_EXERCISE OBJECTIVE_: Every record should be copied exactly, except that pictures are to be omitted.

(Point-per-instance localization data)

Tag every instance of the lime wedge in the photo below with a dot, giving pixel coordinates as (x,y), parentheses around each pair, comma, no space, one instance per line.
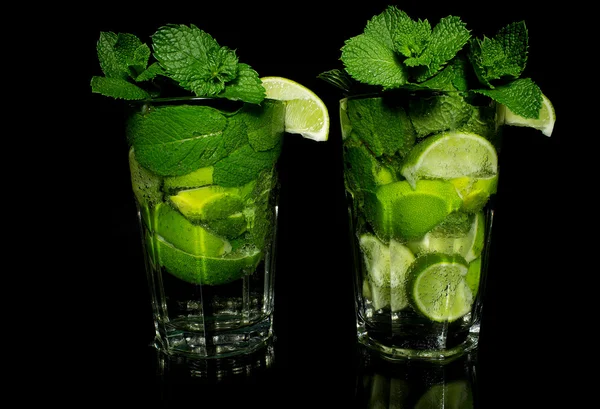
(207,270)
(386,267)
(197,178)
(210,202)
(179,232)
(450,155)
(544,123)
(437,287)
(306,114)
(397,211)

_THE ANSWER_:
Tag every instance of the lime wedge in the photo below with a dot, giving pixel coordinates as (x,y), parentheses around each pair, comma, no space, one instance per line.
(207,270)
(386,267)
(197,178)
(210,202)
(179,232)
(450,155)
(544,123)
(437,287)
(306,114)
(397,211)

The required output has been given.